**** ВЫБРАННЫЙ ОТРЫВОК ****
Князь, в своих имениях, имел власть мдиван-бека. Он давал суд и расправу своим крестьянам по уложению царства и по местным обычаям, лично или чрез своих поверенных, которых мог иметь по закону. По преступлениям уголовным, первой степени, представлял царю, а по насилиям второй степени князь делал сам приговоры и вносил к царю па утверждение. Денежные сборы от дел, поступавшие в казенных имениях в казну, в помещичьих принадлежали помещику и составляли значительную часть их доходов. Князья, имевшие у себя дворян, пользовались преимуществом, по которому их суду подлежали не только крестьяне дворянские, но и сами дворяне, до делам об имениях. Дворяне эти, владея недвижимостию, данною им князьями, располагали ею только с дозволения своих князей и допускаемы были к закладу и продаже имений только дворянам того же князя, с тою целию, чтобы, не нарушать округлости вотчины, т. е. чтобы, по обычаю издревле существовавшему, князья не имели друг с другом чересполосных владений.

Военное управление в Грузии распределялось соответственно следующим чинам:

1. Сардарь – полный генерал. Чин этот был самый высший, и им [206] пользовались наследственно знатнейшие князья Грузии, в Карталинии четыре, а в Кахетии один.

2. Минбаши или атасис-тави — тысяченачальник. Они находились в мирное время в ведении сардаря и всегда были готовы. на службу. Каждый сардарь имел своих минбашей, соразмерно тому числу войск, которое могло соединиться под его начальством, и потому у некоторых было трое, у других меньше.

Комендант тифлисской крепости имел чин минбаши; в других же крепостях, состоявших в ведении моуравов, комендантов вовсе не было.

3. Хутасис-тави или гундистави — пятисотенник; асистави или усбаша — сотник; дасбаши — начальник над десятью.
****
● **ПИСЬМЕННОЕ ЗАДАНИЕ**:
Какой чин имел комендант тифлисской крепости согласно отрывку об управлении в Грузии?
**** ФРАГМЕНТЫ ЗАПИСЕЙ ****
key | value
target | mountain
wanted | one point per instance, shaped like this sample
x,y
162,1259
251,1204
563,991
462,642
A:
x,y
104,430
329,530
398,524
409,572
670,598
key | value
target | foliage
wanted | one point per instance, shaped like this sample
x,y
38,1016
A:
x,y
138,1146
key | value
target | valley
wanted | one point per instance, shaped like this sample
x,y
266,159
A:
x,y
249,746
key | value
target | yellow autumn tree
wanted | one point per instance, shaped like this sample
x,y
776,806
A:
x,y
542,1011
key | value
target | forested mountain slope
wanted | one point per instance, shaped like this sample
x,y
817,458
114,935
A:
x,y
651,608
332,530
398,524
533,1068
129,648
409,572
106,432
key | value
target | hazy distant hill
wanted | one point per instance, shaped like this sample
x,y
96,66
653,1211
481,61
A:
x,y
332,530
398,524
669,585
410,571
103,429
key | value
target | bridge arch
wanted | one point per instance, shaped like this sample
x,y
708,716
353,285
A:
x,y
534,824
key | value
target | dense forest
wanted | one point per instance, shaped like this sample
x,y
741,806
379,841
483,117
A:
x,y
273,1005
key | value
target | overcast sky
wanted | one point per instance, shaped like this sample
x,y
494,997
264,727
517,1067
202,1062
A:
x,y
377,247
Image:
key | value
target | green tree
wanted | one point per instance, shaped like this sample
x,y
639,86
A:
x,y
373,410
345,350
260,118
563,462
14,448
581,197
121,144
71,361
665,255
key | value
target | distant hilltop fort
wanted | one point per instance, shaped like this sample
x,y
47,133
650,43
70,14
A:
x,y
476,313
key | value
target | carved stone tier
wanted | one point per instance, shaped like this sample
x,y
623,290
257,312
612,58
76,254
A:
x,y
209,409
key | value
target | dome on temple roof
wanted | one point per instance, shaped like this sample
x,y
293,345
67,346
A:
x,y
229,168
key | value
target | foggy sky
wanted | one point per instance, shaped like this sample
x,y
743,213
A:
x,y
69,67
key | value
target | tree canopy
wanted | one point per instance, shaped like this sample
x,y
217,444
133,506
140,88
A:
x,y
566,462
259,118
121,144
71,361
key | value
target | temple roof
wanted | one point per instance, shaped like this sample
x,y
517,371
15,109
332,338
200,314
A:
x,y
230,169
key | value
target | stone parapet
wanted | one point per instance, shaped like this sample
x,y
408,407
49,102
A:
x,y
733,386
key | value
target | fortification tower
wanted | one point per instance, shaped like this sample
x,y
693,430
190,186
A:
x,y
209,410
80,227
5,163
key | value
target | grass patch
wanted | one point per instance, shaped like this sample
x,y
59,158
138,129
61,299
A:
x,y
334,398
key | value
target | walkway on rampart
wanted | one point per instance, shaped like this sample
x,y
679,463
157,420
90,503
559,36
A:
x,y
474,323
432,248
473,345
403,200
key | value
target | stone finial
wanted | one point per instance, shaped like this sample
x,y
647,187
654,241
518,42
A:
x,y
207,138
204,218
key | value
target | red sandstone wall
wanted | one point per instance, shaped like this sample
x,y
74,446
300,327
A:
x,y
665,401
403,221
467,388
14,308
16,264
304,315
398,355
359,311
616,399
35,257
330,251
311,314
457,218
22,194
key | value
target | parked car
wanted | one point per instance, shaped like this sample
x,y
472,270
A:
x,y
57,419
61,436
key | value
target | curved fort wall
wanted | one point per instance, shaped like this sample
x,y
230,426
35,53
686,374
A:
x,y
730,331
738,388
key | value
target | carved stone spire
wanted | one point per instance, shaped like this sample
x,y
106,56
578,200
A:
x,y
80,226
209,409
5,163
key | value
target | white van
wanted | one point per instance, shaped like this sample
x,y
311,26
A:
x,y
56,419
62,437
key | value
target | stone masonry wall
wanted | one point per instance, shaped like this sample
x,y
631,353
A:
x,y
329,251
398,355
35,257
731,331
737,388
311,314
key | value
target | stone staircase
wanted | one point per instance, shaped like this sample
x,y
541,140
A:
****
● **ОТВЕТ**:
Комендант тифлисской крепости имел чин минбаши.